◆ THE EXERCISE:
Rewrite all of the entries below as a numbered list, leaving out any blank lines.

◆ RECORDS TO USE:
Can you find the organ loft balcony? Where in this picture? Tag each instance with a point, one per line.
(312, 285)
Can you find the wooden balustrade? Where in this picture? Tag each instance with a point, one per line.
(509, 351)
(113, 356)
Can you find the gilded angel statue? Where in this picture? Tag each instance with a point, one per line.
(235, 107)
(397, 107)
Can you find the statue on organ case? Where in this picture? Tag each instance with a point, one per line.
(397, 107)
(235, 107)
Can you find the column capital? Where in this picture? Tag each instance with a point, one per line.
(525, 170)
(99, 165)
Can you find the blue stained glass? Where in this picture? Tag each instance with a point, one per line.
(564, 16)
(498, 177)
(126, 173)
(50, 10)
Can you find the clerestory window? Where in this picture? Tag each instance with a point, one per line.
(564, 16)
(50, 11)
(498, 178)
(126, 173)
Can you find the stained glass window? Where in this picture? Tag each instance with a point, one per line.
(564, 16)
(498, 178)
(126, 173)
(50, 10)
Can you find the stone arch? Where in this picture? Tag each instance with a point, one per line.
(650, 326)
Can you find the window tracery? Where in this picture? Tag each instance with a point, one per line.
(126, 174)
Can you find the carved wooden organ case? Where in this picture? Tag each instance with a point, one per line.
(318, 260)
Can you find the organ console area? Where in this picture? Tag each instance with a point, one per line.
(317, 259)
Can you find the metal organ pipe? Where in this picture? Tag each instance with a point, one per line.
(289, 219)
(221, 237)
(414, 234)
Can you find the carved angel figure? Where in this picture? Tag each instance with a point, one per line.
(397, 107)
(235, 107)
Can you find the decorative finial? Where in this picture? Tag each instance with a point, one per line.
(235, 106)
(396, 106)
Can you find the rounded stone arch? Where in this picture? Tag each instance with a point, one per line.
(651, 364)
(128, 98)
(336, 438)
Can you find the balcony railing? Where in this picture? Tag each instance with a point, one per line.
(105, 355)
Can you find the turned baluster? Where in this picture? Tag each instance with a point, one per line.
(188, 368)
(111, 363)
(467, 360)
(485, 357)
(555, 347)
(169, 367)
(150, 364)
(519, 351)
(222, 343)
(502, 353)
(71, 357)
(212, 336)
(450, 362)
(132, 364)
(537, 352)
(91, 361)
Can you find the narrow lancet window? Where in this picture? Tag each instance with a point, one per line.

◆ EXERCISE SOLUTION:
1. Can you find the organ loft balcony? Where in this picture? Tag each instance with a point, one per line.
2. (312, 285)
3. Can you find the wooden balustrade? Where in this picture? Tag each instance with a point, one per line.
4. (509, 351)
5. (113, 356)
6. Can you find the gilded angel statue? Where in this picture? Tag each instance with a point, one per line.
7. (235, 107)
8. (397, 107)
9. Can you find the statue on organ case? Where in this picture? Tag each instance with a point, one per line.
10. (397, 107)
11. (235, 107)
12. Can you find the column capital? Where in this picture? Tag each instance with a point, one per line.
13. (525, 170)
14. (99, 165)
15. Can you find the blue stained glass? Where in this picture? Tag each instance with a point, one per line.
16. (564, 16)
17. (498, 177)
18. (126, 173)
19. (50, 10)
20. Can you find the clerestory window? Where in this picture? Tag each instance with a point, one per line.
21. (564, 16)
22. (50, 11)
23. (498, 178)
24. (126, 173)
25. Can you find the stained glass window? Where in this picture? Tag each instance with a point, one per line.
26. (564, 16)
27. (498, 178)
28. (126, 173)
29. (50, 10)
30. Can you find the stone arch? Where in this picture? Tag each instance with a point, one per line.
31. (650, 326)
32. Can you find the window tracery? Where in this picture? Tag each instance with a point, one per line.
33. (126, 174)
34. Can you find the carved wooden organ case? Where in this picture? Tag each instance with a point, one per line.
35. (318, 260)
36. Can you find the organ console area? Where in this picture? Tag each instance with a point, one per line.
37. (317, 259)
38. Can you find the metal organ pipe? Where in this picture? Tag each instance with a point, one per line.
39. (289, 219)
40. (221, 237)
41. (414, 234)
42. Can you find the carved angel figure? Where in this picture? Tag each instance with a point, one per line.
43. (397, 107)
44. (235, 107)
45. Can you find the decorative finial? Where in this picture? Tag each instance with a point, one per line.
46. (235, 106)
47. (396, 106)
48. Can you find the rounded stone arch? Where in this picture? Tag each instance with a point, one per line.
49. (651, 364)
50. (128, 98)
51. (336, 438)
52. Can you find the balcony railing? Where in this picture? Tag each instance with a point, one per line.
53. (105, 355)
54. Can you find the turned baluster? Where in this picture? Tag each instance with a point, one per line.
55. (188, 368)
56. (111, 363)
57. (467, 360)
58. (485, 357)
59. (555, 347)
60. (169, 367)
61. (150, 364)
62. (519, 351)
63. (222, 343)
64. (502, 353)
65. (71, 357)
66. (212, 336)
67. (450, 362)
68. (132, 364)
69. (537, 352)
70. (91, 361)
71. Can you find the narrow lancet window? Where in this picture? Tag each instance with a point, one per line.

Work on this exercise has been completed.